• **ARTICLE**
********
Sharing laughs and warmth and camaraderie on the road with my bandmates and living in our beautiful band bubble between shows is a magical thing. Blissing-out on long drives across the UK and listening to brilliant songs, albums and playlists is my favourite thing in life other than getting lost in music through playing it. Sitting there together frothing at the mouth in joy and surprise every time I hear the intro of a song I love that Lukey or Andrew has put on the car stereo or is playing through their phone on a playlist is a special thing. And getting to really SEE the green fields of Foreverland all across the sands and England’s rolling hills while driving, or getting treated to the glorious sight of the sprawling metropolis of London, or the beautiful Brutalist architecture of Birmingham city centre, or the authentic urban art of the gritty streets of the wonderfully-named Wolverhampton, these are magic things for a cat like me, things with a value beyond mere money.
What lessons from the creation of Beautiful Mysterious will you carry into your future projects?
********
Excerpts of labeled region data:
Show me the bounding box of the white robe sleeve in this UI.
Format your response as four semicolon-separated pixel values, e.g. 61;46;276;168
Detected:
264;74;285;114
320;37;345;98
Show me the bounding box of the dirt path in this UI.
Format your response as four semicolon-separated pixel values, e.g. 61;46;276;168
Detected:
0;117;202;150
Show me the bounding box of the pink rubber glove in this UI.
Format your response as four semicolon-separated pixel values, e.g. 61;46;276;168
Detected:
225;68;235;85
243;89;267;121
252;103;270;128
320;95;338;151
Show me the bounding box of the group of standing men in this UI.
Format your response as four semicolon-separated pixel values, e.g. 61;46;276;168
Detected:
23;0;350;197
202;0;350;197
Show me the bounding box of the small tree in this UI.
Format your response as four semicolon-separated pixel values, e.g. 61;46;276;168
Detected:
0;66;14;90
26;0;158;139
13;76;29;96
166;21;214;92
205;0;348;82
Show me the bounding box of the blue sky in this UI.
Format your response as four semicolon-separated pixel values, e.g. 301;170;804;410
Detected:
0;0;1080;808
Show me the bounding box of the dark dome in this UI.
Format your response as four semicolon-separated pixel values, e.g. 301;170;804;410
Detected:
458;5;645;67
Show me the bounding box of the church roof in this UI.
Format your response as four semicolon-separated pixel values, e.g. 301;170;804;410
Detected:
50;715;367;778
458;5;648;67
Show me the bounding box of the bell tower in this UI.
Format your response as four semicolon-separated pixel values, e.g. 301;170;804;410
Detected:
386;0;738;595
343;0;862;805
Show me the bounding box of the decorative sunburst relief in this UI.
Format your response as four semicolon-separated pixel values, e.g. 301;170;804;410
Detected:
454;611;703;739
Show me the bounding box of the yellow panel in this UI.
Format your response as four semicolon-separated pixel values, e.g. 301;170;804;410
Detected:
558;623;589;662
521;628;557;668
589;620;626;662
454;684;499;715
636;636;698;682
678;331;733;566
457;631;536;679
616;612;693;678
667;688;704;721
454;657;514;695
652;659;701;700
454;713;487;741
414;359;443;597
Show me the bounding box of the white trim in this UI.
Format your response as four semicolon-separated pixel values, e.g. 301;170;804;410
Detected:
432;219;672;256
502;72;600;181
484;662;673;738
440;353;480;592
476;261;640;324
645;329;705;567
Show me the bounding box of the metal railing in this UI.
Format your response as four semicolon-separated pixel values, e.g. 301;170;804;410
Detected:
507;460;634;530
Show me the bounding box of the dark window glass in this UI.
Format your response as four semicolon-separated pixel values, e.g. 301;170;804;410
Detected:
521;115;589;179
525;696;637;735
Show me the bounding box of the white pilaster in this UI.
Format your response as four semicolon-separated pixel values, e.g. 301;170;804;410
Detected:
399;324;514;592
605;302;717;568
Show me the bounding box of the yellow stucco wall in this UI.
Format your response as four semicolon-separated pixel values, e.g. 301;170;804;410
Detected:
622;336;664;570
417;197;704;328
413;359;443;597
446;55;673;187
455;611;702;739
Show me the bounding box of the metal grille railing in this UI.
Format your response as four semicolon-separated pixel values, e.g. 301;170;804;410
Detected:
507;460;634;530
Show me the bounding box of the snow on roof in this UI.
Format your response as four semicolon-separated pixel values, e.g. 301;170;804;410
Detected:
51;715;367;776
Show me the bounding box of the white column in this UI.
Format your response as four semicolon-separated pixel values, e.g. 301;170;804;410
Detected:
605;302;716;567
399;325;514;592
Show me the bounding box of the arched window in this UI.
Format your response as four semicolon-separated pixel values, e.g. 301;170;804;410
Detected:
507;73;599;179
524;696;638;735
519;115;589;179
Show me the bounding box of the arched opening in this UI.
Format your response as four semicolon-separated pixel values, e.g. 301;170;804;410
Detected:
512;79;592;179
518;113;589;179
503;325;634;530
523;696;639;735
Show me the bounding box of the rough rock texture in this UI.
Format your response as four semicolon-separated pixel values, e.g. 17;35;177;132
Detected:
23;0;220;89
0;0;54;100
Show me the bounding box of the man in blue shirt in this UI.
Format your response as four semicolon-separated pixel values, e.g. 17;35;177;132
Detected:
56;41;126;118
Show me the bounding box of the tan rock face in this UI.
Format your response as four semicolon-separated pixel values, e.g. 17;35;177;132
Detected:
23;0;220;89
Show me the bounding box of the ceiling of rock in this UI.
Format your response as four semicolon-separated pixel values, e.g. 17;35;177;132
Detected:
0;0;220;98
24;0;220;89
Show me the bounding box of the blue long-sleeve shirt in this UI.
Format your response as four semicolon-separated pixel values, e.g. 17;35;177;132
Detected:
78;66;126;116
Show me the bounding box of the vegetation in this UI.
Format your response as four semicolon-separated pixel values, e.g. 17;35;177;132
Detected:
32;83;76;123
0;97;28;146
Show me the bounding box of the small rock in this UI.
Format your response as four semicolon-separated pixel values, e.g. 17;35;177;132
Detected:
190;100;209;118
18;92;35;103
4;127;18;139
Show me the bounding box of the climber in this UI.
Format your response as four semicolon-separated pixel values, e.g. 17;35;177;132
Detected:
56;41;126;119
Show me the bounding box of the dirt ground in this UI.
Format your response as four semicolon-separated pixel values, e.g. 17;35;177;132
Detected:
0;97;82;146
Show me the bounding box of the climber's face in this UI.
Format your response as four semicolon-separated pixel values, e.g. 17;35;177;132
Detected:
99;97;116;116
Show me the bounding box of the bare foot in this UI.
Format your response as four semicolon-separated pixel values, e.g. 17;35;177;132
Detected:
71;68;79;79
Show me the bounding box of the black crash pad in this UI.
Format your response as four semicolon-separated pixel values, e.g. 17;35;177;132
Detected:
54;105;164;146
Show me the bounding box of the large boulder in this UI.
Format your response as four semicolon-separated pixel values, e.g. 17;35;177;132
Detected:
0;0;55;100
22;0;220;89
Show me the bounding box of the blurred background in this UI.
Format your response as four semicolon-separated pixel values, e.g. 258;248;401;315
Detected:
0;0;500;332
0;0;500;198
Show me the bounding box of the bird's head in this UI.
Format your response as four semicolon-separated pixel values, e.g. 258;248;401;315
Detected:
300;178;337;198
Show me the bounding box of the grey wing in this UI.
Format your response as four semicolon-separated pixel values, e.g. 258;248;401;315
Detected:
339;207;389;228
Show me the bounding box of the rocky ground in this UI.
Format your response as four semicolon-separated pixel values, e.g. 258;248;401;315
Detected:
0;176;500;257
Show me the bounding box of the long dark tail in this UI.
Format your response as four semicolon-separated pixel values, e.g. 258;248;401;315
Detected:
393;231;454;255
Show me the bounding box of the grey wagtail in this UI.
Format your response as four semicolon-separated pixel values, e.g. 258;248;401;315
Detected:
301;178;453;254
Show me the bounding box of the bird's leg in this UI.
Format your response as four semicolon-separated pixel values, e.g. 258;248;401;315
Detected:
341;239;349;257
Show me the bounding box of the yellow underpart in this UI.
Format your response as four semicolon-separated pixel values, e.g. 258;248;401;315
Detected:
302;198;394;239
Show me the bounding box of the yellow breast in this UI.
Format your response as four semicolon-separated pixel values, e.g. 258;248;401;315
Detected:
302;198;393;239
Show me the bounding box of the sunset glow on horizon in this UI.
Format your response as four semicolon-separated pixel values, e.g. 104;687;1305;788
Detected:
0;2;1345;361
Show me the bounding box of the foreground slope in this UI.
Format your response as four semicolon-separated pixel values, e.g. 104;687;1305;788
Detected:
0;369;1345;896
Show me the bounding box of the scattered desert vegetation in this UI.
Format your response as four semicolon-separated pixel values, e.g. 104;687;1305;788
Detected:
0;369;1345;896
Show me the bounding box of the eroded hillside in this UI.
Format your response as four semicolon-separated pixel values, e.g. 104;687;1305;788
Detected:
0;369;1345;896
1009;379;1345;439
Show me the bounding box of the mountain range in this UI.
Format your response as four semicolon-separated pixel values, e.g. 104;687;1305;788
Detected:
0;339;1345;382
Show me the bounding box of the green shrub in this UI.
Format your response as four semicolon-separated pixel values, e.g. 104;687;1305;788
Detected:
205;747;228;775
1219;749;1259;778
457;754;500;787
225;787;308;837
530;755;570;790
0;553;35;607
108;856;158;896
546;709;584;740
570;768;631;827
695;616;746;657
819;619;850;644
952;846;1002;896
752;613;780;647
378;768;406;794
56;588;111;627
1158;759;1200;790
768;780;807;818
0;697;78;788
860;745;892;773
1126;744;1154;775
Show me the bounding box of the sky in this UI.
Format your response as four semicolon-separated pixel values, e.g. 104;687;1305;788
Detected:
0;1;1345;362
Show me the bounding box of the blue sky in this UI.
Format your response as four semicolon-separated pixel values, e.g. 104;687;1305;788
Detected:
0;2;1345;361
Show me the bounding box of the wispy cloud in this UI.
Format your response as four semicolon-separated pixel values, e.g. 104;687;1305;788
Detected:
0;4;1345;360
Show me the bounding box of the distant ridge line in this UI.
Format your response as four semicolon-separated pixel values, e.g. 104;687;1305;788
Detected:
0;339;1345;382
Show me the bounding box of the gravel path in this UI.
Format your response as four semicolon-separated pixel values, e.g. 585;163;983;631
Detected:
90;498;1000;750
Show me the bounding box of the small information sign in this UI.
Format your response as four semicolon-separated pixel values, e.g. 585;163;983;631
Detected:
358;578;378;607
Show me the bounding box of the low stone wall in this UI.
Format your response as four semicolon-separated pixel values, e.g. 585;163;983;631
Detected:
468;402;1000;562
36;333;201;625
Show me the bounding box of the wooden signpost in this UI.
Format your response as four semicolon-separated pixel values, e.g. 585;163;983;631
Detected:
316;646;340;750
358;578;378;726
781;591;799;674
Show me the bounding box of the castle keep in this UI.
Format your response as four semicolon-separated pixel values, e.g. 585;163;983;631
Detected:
********
• **PROBLEMS TO WORK ON**
a - Answer these questions using the piece about touring with the band:
(i) Who puts songs on the car stereo or plays them from a phone?
(ii) Which city center's architecture does the narrator call Brutalist?
(iii) What word does the narrator use to describe Wolverhampton's name?
b - For each statement, say whether the piece about touring with the band agrees with it. Back up each yes or no with the text's own words.
(i) Apart from playing music, the narrator's favorite thing in life is taking long drives across the UK while listening to music.
(ii) The narrator says the sights seen on the road are worth a lot of money.
(iii) The narrator describes the streets of Wolverhampton as gritty.
c - Carry on the piece about touring with the band from the point where it stops.
The records were taken from a different source than the piece about touring with the band.

• **RESPONSES TO THE EXERCISE**
a -
(i) Lukey or Andrew
(ii) Birmingham
(iii) Wonderfully-named

b -
(i) Yes: "Blissing-out on long drives across the UK and listening to brilliant songs, albums and playlists is my favourite thing in life other than getting lost in music through playing it."
(ii) No: "things with a value beyond mere money."
(iii) Yes: "the authentic urban art of the gritty streets of the wonderfully-named Wolverhampton"

c -
The central lesson I’ve taken from it is that good as this album is, and as significant a work as it might turn out to be, I don’t want to let it overshadow or hinder the creative quest that I and we are on. If you look at a classic case like The Stone Roses, where they created an extraordinary album in 1989 that helped launch them into a rarefied realm, that helped them so much until a point where it hindered them so much. And then they seemed to become paralysed by perfectionism, and self-doubt, and legal issues with Silvertone and their manager Gareth Evans, and then they also took their eye massively off the ball when the money came in and they all moved away from one another and bought big houses and lost touch with the gang mentality and the poverty that were essential elements in the creative chemistry that helped spawn that magical first album. And the indecision, and their loss of hunger and desire, and probably their understandable unease of being unable to live up to the vast expectations that would greet their next record… all that fed into the melting pot of factors that saw that infamous 5 year gap between The Stone Roses and Second Coming.
I’ve studied pitfalls like that, and other pitfalls that have befallen other bands I’ve loved, and I’m determined to steer clear of them so I can hopefully get the absolute maximum out of my talent and creative vision and get to build the largest and most consistent discography I can, for as long as possible. When I reach the end of my and our creative climb for whatever reason that might come about, I want to be able to look back at as vast a body of work as possible, whether that’s ten albums in ten years, or twenty albums in twenty years, or more, who knows?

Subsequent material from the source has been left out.